• _Problem details_:
Write out the complete material exactly as it stands.

• _Extracted entries_:
┄┄┄┄┄┄

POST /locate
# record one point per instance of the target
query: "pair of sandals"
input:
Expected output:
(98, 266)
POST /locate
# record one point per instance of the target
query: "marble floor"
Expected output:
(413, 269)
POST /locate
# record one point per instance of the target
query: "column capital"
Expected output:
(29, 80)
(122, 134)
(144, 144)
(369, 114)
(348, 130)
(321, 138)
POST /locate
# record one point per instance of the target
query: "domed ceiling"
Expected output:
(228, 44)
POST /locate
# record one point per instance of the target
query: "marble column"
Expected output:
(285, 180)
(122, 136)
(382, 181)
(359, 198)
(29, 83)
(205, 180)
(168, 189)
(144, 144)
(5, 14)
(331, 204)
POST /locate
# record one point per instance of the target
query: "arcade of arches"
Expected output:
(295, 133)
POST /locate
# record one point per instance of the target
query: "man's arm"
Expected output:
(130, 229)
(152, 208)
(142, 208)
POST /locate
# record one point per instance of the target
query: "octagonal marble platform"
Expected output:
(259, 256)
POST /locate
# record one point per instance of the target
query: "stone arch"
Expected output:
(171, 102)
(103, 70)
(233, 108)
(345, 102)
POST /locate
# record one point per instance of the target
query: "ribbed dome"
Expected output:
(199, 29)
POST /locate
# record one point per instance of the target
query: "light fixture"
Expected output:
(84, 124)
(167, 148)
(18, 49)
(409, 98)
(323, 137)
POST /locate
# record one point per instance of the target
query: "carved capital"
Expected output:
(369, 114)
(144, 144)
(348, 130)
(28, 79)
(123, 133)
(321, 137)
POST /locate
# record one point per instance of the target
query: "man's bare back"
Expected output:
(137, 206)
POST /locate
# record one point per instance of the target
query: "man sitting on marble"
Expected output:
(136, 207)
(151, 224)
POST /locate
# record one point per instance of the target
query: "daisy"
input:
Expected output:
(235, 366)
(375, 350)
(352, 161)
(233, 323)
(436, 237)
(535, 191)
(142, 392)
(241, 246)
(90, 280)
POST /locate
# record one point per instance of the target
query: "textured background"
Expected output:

┄┄┄┄┄┄

• _The solution_:
POST /locate
# record one point per instance of the target
query: "pair of sandals"
input:
Expected output:
(98, 266)
POST /locate
# record one point per instance of the target
query: "marble floor"
Expected output:
(413, 269)
POST /locate
# record one point per instance of the target
query: "column capital"
Expected output:
(29, 80)
(122, 134)
(144, 144)
(369, 114)
(348, 130)
(321, 138)
POST /locate
# record one point per instance of the target
query: "domed ceiling"
Expected output:
(228, 44)
POST /locate
# record one point per instance of the target
query: "marble column"
Expected output:
(285, 180)
(122, 136)
(382, 181)
(359, 198)
(29, 83)
(205, 180)
(168, 189)
(144, 144)
(5, 14)
(331, 204)
POST /locate
# record one point per instance of the target
query: "arcade of arches"
Expected output:
(295, 133)
POST /locate
# record one point per instance of the target
query: "man's arm"
Expected output:
(130, 229)
(152, 208)
(142, 208)
POST /locate
# record one point per instance of the target
query: "octagonal marble platform"
Expected output:
(259, 256)
POST /locate
# record one point per instance of the target
query: "stone arch"
Expected output:
(171, 102)
(103, 70)
(233, 108)
(345, 102)
POST /locate
# record one point per instance of the target
query: "ribbed dome"
Expected output:
(199, 29)
POST /locate
# record one point per instance of the target
query: "light fixture"
Expected output:
(84, 124)
(167, 148)
(18, 49)
(409, 98)
(323, 137)
POST /locate
# record one point per instance of the target
query: "carved capital"
Expected output:
(369, 114)
(144, 144)
(348, 130)
(28, 79)
(123, 133)
(321, 137)
POST /locate
# record one point per instance of the target
query: "man's bare back"
Expected output:
(137, 206)
POST /locate
# record one point per instance of the target
query: "man sitting on marble"
Expected output:
(136, 207)
(151, 224)
POST /locate
# record one point per instance of the target
query: "daisy"
input:
Expected output:
(235, 366)
(375, 350)
(352, 161)
(233, 323)
(436, 237)
(535, 191)
(142, 392)
(241, 246)
(90, 280)
POST /locate
# record one point per instance of the target
query: "textured background"
Expected output:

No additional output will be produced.